**REQUIRED WORK**: Each entry that follows should be retyped in full and exactly.
───── INPUT MATERIAL
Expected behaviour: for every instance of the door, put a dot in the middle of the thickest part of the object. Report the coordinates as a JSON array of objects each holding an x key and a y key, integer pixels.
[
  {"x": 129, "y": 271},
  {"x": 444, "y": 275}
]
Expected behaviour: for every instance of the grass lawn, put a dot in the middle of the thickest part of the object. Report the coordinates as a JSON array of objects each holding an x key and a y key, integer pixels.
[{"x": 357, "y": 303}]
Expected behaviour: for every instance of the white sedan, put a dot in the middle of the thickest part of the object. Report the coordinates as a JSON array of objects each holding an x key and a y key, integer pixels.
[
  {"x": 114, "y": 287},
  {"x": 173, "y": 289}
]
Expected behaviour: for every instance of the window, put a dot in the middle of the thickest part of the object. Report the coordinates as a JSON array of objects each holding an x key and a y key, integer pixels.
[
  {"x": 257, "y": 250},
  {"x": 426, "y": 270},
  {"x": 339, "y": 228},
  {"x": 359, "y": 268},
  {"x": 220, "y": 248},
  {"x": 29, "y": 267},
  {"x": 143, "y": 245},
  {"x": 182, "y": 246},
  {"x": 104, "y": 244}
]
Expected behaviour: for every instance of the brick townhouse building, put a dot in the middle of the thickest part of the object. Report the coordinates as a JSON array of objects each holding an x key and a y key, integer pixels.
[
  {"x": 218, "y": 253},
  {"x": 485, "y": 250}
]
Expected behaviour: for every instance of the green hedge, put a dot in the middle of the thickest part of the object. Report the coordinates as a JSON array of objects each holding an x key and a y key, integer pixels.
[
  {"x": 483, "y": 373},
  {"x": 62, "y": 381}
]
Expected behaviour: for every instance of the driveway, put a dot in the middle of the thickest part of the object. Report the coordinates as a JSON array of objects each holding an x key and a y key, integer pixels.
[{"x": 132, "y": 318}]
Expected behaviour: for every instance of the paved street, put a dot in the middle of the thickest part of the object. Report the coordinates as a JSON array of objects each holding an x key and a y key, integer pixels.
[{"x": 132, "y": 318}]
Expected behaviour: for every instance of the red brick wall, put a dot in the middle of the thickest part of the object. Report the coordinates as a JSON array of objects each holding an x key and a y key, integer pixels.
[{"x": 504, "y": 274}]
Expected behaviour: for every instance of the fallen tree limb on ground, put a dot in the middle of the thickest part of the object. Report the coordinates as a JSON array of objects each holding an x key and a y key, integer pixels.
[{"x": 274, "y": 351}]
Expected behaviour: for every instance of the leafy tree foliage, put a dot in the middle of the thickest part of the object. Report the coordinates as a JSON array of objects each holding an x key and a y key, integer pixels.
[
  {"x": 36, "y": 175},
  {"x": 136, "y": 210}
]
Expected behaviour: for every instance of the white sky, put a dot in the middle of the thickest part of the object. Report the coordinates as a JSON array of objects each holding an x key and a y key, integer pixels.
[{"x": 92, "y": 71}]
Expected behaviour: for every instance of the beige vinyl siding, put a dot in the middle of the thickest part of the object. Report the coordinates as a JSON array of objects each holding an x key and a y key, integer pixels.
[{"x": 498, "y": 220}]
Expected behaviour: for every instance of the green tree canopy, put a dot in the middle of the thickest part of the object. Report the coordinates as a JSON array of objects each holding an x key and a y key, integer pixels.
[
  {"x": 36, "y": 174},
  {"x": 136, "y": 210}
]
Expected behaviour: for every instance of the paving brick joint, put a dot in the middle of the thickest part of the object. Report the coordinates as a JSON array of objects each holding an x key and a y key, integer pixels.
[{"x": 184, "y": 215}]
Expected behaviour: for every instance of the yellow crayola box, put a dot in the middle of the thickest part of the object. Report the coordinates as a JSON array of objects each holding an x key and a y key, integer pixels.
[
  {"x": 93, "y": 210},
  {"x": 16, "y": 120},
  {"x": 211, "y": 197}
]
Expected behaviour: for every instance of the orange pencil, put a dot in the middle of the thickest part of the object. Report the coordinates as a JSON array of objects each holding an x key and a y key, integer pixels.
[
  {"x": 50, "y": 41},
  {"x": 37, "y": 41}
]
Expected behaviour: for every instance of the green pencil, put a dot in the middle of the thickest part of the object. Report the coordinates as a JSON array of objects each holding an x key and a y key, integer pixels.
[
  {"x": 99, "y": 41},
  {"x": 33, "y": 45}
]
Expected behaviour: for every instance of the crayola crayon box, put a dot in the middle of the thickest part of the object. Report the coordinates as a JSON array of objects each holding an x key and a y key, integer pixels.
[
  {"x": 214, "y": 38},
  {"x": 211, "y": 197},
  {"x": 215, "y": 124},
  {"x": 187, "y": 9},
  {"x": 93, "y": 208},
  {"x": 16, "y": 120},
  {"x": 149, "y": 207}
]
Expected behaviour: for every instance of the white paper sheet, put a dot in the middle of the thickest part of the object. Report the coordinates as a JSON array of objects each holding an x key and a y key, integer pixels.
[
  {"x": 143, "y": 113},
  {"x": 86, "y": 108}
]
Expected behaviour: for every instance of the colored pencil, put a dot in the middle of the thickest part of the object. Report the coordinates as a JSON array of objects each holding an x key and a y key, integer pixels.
──────────
**OUTPUT OF THE EXERCISE**:
Expected behaviour: for every instance of the door, put a dot in the middle of the thickest part of the object. Report the coordinates as a JSON array of objects each holding an x key and a y key, integer pixels.
[
  {"x": 129, "y": 271},
  {"x": 444, "y": 275}
]
Expected behaviour: for every instance of the grass lawn, put a dot in the middle of the thickest part of the object. Report the coordinates as a JSON array of objects each holding an x key and a y key, integer pixels.
[{"x": 357, "y": 303}]
Expected behaviour: for every instance of the white sedan, put a dot in the middle of the thickest part of the object. Report the coordinates as a JSON array of objects each holding an x key and a y key, integer pixels.
[
  {"x": 114, "y": 287},
  {"x": 173, "y": 289}
]
Expected behaviour: for every instance of the window, put a dot in the middle of the thickest part of the object. Report the coordinates as a JSON array of objects each holding an x key and a y key, integer pixels.
[
  {"x": 257, "y": 250},
  {"x": 426, "y": 270},
  {"x": 339, "y": 228},
  {"x": 359, "y": 268},
  {"x": 220, "y": 248},
  {"x": 29, "y": 267},
  {"x": 143, "y": 245},
  {"x": 182, "y": 246},
  {"x": 104, "y": 244}
]
Expected behaviour: for every instance of the brick townhouse building, put a dot in the middle of the thickest part of the object. Report the coordinates as a JSON array of objects each holding an x key and a y key, integer pixels.
[
  {"x": 218, "y": 253},
  {"x": 485, "y": 250}
]
Expected behaviour: for every instance of the green hedge, put a dot in the middle of the thickest part of the object. Report the coordinates as a JSON array of objects each holding an x key and a y key, integer pixels.
[
  {"x": 483, "y": 373},
  {"x": 62, "y": 381}
]
Expected behaviour: for every instance of the driveway, put a dot in the middle of the thickest part of the object. Report the coordinates as a JSON array of objects each holding an x key and a y key, integer pixels.
[{"x": 132, "y": 318}]
Expected behaviour: for every instance of the paved street, put a dot in the middle of the thickest part of the object. Report the coordinates as a JSON array of objects each holding an x key and a y key, integer pixels.
[{"x": 132, "y": 318}]
Expected behaviour: for every instance of the red brick wall, put a dot in the middle of the thickest part of the object. Report the coordinates as a JSON array of objects each holding an x key and a y key, integer pixels.
[{"x": 504, "y": 274}]
Expected behaviour: for every instance of the fallen tree limb on ground, put a dot in the middle of the thickest part of the object. Report the coordinates as a JSON array of objects each holding an x key and a y key, integer pixels.
[{"x": 274, "y": 351}]
Expected behaviour: for every instance of the leafy tree foliage, put a dot in the middle of the thickest part of the object. Report the coordinates as a JSON array of objects each holding an x key and a y key, integer pixels.
[
  {"x": 36, "y": 175},
  {"x": 136, "y": 210}
]
Expected behaviour: for every instance of the white sky, put a dot in the middle of the thickest part of the object. Report the coordinates as a JSON array of objects each holding an x key and a y key, integer pixels.
[{"x": 92, "y": 71}]
Expected behaviour: for every instance of the beige vinyl siding, put a dot in the middle of the thickest part of the object. Report the coordinates as a JSON array of objects each holding an x key and a y key, integer pixels.
[{"x": 498, "y": 220}]
Expected behaviour: for every instance of the green tree canopy, put a dot in the middle of the thickest part of the object. Report the coordinates as a JSON array of objects each holding an x key and a y key, integer pixels.
[
  {"x": 36, "y": 174},
  {"x": 136, "y": 210}
]
Expected behaviour: for every instance of the paving brick joint, put a dot in the middle of the thickest part of the object. Report the coordinates as a JSON array of objects each holding an x key and a y key, integer pixels.
[{"x": 184, "y": 215}]
Expected behaviour: for every instance of the yellow crayola box, put a dot in the middle of the thickest part of the object. Report the coordinates as a JSON array of objects each holding an x key and a y key, integer pixels.
[
  {"x": 93, "y": 210},
  {"x": 16, "y": 120},
  {"x": 211, "y": 197}
]
Expected behaviour: for every instance of the orange pencil, put a dot in the middle of the thickest part of the object. Report the coordinates as a JSON array of objects each holding an x key and a y key, integer pixels.
[
  {"x": 50, "y": 41},
  {"x": 37, "y": 41}
]
Expected behaviour: for every instance of the green pencil, put a dot in the middle of the thickest part of the object. Report the coordinates as a JSON array of objects each holding an x key and a y key, integer pixels.
[
  {"x": 99, "y": 41},
  {"x": 33, "y": 45}
]
Expected behaviour: for every instance of the crayola crayon box, put a dot in the middle of the thickest part of the object. Report the coordinates as a JSON array of objects each holding an x key and a y key, integer pixels.
[
  {"x": 214, "y": 38},
  {"x": 211, "y": 197},
  {"x": 215, "y": 124},
  {"x": 187, "y": 9},
  {"x": 93, "y": 208},
  {"x": 16, "y": 120},
  {"x": 149, "y": 207}
]
Expected behaviour: for every instance of the white paper sheet, put a dot in the middle of the thickest part of the object. Report the coordinates as a JSON array of objects each holding an x key and a y key, integer pixels.
[
  {"x": 143, "y": 113},
  {"x": 86, "y": 108}
]
Expected behaviour: for every instance of the colored pencil, put a dot in the middle of the thickest part of the object. Report the coordinates as a JSON array of objects each holding an x key and a y key, integer pixels.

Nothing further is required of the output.